WORK TO COMPLETE: The line containing "Point to the grey" and every line after it, through the last, are to be extracted exactly; no other lines belong in the answer.

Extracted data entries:
┏━━

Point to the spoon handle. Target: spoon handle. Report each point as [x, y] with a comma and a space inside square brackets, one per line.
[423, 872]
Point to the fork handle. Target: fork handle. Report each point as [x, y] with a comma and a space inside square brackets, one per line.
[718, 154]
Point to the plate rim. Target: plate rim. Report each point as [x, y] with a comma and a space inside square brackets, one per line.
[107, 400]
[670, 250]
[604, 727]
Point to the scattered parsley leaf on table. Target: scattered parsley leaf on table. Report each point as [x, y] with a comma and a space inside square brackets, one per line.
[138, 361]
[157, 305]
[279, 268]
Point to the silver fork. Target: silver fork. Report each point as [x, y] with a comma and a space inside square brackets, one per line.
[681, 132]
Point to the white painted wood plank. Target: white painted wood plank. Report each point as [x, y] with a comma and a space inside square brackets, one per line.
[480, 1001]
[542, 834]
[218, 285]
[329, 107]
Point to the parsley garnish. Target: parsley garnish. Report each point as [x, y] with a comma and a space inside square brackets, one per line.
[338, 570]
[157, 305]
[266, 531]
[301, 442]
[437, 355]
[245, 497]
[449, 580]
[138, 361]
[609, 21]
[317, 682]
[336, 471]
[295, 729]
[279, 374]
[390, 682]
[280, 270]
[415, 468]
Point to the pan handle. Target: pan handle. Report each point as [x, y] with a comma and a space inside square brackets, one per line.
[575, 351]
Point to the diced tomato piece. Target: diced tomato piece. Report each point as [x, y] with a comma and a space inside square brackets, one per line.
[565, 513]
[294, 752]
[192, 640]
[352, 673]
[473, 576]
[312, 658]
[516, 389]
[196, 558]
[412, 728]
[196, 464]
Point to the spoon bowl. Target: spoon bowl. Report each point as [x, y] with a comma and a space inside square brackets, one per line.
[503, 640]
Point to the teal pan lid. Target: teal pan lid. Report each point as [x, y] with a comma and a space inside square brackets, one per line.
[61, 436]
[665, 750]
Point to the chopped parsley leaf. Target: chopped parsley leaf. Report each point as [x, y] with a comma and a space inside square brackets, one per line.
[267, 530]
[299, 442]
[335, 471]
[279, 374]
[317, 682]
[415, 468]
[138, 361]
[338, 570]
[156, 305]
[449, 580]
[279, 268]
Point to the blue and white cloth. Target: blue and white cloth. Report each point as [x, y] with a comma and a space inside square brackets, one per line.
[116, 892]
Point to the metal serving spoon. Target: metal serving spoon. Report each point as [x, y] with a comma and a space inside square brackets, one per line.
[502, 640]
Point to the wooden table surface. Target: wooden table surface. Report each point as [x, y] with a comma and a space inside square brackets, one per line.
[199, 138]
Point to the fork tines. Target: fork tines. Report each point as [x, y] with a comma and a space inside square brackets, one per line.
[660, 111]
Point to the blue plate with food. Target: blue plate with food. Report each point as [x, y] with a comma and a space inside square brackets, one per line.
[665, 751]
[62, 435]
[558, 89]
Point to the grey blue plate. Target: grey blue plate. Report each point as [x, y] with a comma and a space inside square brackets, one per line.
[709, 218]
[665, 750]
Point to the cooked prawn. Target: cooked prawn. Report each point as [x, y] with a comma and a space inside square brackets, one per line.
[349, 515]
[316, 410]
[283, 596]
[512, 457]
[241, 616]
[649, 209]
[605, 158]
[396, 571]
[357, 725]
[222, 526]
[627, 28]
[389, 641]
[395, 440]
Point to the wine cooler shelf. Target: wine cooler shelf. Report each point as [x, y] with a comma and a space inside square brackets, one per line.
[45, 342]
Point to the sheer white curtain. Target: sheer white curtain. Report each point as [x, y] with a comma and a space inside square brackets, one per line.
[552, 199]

┗━━

OUTPUT OF THE TASK:
Point to the grey blue plate. Target: grey blue plate. Report each point as [x, y] with a comma and a space inside square brackets, one per line.
[709, 218]
[665, 750]
Point to the cooked prawn. Target: cooked prawn. Report each point as [x, y] with a comma and a space inside square brackets, one per line.
[349, 515]
[316, 410]
[283, 596]
[512, 457]
[241, 616]
[649, 209]
[605, 158]
[396, 571]
[357, 725]
[222, 526]
[627, 28]
[389, 641]
[395, 440]
Point to the wine cooler shelf. Target: wine cooler shelf. Report each point as [x, y] with a comma and a space inside square brackets, one per line.
[45, 342]
Point to the sheer white curtain. Target: sheer white curtain. Report each point as [x, y] with a comma and a space inside square brackets, one per line.
[552, 199]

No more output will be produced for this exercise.